Work to be completed
Copies of all lines containing the string "Target" are needed from the data below.

Exercise input
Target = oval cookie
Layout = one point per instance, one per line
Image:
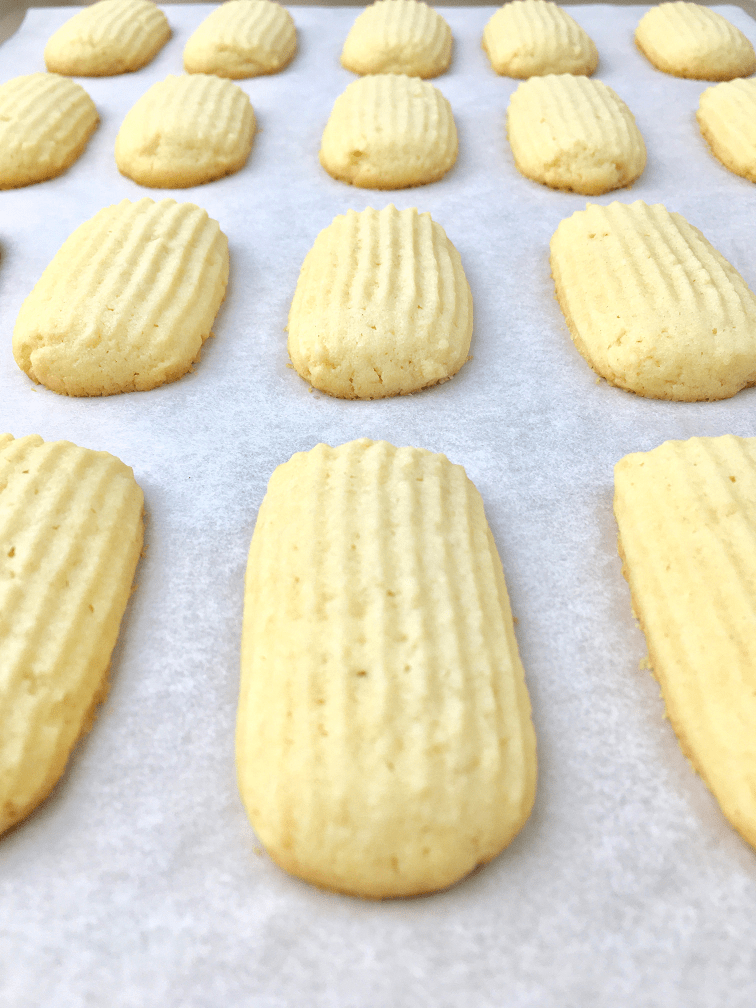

==

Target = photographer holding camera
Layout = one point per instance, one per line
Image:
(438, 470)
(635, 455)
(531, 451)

Exercise solution
Target = oval cookie
Target = photographer holding camera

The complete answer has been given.